Data listing –
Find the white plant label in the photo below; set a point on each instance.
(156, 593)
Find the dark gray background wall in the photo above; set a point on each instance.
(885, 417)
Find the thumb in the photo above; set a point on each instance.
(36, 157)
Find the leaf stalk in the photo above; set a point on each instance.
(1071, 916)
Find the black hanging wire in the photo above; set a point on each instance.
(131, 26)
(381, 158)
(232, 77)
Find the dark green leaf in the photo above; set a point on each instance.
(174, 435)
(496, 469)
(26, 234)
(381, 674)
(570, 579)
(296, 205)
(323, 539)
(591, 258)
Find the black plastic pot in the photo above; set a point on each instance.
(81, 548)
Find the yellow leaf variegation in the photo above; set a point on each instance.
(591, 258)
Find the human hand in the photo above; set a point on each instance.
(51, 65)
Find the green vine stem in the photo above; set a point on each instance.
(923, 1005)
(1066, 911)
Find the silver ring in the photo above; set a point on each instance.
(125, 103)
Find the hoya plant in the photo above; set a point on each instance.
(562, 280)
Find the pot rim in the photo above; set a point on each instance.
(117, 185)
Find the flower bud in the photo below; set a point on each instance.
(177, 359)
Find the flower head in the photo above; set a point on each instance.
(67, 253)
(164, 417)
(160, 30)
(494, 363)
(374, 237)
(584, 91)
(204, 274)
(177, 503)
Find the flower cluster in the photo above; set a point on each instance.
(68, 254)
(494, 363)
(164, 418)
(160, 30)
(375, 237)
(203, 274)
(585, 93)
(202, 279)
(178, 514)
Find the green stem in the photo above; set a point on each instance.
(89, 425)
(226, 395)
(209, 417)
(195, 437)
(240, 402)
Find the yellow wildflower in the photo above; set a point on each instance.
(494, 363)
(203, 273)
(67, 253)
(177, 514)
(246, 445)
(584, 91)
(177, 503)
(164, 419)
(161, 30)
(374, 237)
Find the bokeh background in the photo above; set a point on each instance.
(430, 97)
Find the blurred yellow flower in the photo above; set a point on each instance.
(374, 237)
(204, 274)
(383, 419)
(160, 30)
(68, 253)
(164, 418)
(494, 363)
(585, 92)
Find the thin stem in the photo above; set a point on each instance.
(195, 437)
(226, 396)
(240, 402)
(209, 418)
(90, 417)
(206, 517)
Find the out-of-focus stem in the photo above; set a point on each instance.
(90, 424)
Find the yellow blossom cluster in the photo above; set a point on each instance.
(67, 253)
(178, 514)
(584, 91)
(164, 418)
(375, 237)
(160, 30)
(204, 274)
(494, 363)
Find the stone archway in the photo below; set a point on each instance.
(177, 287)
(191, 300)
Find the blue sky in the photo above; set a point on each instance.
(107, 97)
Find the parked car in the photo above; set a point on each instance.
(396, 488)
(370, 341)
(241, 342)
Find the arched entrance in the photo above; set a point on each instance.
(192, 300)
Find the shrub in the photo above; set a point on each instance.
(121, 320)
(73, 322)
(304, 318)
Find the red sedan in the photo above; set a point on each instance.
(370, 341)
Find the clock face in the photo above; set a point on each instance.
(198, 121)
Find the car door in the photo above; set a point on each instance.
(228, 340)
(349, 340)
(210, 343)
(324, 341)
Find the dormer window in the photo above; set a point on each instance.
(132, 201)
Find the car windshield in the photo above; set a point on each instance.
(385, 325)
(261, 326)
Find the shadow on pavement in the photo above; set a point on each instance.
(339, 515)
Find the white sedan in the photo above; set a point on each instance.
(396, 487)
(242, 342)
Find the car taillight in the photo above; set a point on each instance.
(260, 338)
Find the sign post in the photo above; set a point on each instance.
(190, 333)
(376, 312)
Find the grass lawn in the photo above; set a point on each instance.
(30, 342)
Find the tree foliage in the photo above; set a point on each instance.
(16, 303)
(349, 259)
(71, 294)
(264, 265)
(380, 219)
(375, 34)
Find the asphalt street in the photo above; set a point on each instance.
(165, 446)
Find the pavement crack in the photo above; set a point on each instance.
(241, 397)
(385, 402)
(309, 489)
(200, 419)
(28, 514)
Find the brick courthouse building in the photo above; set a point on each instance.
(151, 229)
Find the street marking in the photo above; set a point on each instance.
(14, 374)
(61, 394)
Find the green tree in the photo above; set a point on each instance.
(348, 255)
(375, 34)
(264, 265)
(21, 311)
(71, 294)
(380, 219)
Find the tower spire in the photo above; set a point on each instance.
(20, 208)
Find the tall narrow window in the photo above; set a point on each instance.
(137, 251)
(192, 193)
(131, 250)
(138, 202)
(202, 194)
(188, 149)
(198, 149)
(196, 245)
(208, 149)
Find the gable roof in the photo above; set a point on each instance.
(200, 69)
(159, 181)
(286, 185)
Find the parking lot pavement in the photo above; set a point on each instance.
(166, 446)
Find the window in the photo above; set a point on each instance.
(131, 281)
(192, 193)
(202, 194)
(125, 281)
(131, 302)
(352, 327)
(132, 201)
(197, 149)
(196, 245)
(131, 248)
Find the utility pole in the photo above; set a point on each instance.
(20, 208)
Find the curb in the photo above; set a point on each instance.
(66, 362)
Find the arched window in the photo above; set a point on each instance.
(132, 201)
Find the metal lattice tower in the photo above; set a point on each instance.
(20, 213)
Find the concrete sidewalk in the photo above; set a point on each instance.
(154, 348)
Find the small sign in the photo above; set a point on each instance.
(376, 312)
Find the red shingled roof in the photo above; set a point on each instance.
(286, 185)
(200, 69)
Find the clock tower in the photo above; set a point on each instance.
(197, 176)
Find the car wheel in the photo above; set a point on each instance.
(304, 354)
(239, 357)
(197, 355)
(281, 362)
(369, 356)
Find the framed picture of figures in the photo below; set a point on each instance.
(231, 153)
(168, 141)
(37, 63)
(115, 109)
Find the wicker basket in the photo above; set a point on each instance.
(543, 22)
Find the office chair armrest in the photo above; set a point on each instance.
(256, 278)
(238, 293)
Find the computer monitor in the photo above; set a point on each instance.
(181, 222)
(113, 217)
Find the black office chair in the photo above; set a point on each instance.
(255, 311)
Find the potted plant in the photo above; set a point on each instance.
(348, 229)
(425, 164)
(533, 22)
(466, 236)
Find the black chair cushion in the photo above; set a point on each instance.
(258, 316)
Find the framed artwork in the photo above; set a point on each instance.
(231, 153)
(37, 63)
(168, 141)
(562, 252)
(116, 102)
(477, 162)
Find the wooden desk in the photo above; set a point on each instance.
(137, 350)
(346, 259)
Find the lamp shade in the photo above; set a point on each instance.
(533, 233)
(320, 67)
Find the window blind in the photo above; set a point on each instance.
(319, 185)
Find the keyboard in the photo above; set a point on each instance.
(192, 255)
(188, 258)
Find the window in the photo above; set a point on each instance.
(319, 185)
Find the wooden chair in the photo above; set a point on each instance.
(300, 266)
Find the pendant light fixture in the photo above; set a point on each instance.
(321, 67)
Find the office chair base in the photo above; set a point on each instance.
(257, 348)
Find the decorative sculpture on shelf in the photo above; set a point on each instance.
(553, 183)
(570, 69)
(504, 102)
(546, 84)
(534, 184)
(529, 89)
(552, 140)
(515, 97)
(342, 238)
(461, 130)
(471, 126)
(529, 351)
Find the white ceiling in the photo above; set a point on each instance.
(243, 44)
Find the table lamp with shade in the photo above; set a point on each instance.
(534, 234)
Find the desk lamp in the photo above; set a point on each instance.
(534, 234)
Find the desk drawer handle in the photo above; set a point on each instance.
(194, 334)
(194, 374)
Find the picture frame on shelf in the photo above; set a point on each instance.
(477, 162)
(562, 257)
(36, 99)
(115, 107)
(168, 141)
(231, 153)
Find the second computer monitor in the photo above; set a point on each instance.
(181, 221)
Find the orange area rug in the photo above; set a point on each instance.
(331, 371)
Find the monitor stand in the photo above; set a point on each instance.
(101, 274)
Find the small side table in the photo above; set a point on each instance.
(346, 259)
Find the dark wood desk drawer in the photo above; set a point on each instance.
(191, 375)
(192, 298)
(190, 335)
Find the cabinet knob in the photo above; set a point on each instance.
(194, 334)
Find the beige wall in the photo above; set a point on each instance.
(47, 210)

Assignment –
Find the line that contains "Find the desk drawer". Copy it and every line after it to the end of the records, exactly, and nothing more.

Result for this task –
Find the desk drawer handle in the photo above; set a point on each instance.
(194, 334)
(194, 374)
Find the picture frame on shelf in the photo above; set a point on each instance.
(477, 162)
(562, 257)
(36, 99)
(115, 107)
(168, 141)
(231, 153)
Find the second computer monitor in the photo above; set a point on each instance.
(181, 221)
Find the orange area rug in the photo above; set a point on each instance.
(331, 371)
Find the monitor stand in the photo above; set a point on each instance.
(101, 274)
Find the small side table in the photo above; set a point on each instance.
(346, 259)
Find the dark wood desk drawer in the photo above; set a point on each instance.
(191, 375)
(192, 298)
(190, 335)
Find the cabinet knob in the photo above; set a point on each instance.
(194, 334)
Find the beige wall in the photo above; set a point on each instance.
(47, 210)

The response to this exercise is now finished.